> _Testo dato_

◆ ◆ ◆ ◆ ◆ ◆ ◆

Una parola sulla bocca di tutti non è sinonimo di verità, sempre più volte i tormentoni concettuali, i luoghi comuni e modi di dire sono la riprova di scarsezza di argomentazioni e allora si può avere l’effetto “pappagallo”: ripetere la stessa frase e periodo una quantità spropositata di volte e occasioni. All’interno del novero di condizioni si colloca il diabete: malattia sociale sì e di converso popolare. E nonostante i distinguo tra tipi per praticità e convenienza si fa di tutta un’erba un fascio.
Siccome il diabete è finito per essere, secondo il vernacolo popolare e anche per un parte di noi, una malattia da parodia, accade che quanti ne vengono colpiti in maggiore età finiscono per avere una certa ritrosia a parlarne o addirittura a non farne menzione proprio. Ecco una delle ragioni per cui si aggrega poco dietro il cartello diabete: gli unici a riuscirci sono i genitori dei bimbi e ragazzi con diabete tipo 1, per gli altri c’è spesso e volentieri una sorta di reazione simile agli alcolisti anonimi: ci si parla, fa autocoscienza in piccoli gruppi o, come oggi, outing, sfogo nei social network, poi più niente.
Ecco il diabetico fa proprio il motto delle femministe a cavallo tra la fine degli anni 60 e inizio 70: il diabete è mio e me lo gestisco io: perché? Semplice: nel 99% del tempo di vita si è lasciati soli a gestire problemi, dubbi e difficoltà, quindi l’arte d’arrangiarsi diventa una necessità. Si dirà: c’è il telefono, la mail per poter contattare il proprio diabetologo, medico. Oltre che essere armati di santa pazienza e tempo servono falangi dotate di ritmo per la tastiera del cellulare, poiché saranno innumerevoli le chiamate fatte prima di trovar libero e avere risposta.

◆ ◆ ◆ ◆ ◆ ◆ ◆

> _Consegna_
Prosegui il testo sul diabete a partire dalla sua ultima frase.

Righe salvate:
◆ ◆ ◆ ◆ ◆ ◆ ◆

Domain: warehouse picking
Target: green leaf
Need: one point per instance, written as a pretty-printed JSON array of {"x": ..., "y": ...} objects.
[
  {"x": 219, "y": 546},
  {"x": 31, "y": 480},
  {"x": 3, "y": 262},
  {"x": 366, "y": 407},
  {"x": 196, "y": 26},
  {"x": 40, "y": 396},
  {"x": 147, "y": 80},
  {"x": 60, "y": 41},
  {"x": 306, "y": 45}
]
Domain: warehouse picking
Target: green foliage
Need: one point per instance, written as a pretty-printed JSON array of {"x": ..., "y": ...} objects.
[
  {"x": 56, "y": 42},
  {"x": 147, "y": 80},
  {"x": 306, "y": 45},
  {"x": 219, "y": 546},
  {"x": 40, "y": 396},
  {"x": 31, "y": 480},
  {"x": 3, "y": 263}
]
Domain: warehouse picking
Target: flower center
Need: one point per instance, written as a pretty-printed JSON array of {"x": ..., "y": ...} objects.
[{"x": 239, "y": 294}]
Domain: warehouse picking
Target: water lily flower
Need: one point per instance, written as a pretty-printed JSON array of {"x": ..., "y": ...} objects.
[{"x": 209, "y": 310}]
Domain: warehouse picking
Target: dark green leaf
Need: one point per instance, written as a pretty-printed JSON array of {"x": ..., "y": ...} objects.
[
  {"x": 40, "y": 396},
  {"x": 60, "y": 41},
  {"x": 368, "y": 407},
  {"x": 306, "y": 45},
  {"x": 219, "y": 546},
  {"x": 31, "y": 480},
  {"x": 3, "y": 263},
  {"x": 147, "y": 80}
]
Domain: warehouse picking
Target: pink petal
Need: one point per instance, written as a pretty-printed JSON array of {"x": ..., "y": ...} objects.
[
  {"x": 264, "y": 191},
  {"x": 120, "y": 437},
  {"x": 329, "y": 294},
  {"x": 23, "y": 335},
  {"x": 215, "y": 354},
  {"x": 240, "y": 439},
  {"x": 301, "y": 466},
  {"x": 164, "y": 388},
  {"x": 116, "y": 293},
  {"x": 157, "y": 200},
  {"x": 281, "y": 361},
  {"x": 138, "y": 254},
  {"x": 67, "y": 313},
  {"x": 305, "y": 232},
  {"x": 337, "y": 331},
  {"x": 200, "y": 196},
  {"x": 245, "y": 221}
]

◆ ◆ ◆ ◆ ◆ ◆ ◆

> _Risultato dell'esercizio_
Poi l’altro aspetto frustrante di tutta la faccenda è dato dal essere, sentirsi capiti nel contesto delle problematiche scaturite dalla malattia. Una dimensione tutta da scoprire proprio a cominciare da chi condivide con noi la vita (coniuge e analoghi).
Tutti processi esistenziali il cui esito finale ci porta a tenerci quanto proviamo, sentiamo e somatizziamo dentro di noi. Sì perché alla fine il tutto è una noia: puoi dirlo una volta o due ma poi in sintesi il risultato provoca la fuga, un esempio? Beh una volta per ragioni di infortunio mi feci accompagnare dalla mia compagna alla visita per il diabete: non ci furono più repliche perché manifestò proprio l’insopportazione per tutta la trafila intrinseca all’evento (della serie: torno solo in caso di grave necessità).
Il diabete da solo non fa ne l’estate ne l’inverno del carattere e personalità: uno soggetto è lunare o solare a prescindere dalla malattia e pertanto porta con sé tali caratteristiche.
Di mio trovo che, per trattare e conversare di malattia occorre sempre un certo tatto: mettere in piazza cose delicate non è sinonimo di senso di responsabilità, gli argomenti vanno collocati in ambiti ove posso trovare idonea accoglienza.
Ogni sintomo, condizione fisica e malattia appartiene all’esclusiva sfera personale e di questo ne dobbiamo sempre tenere da conto: social e altri patchwork analoghi a parte.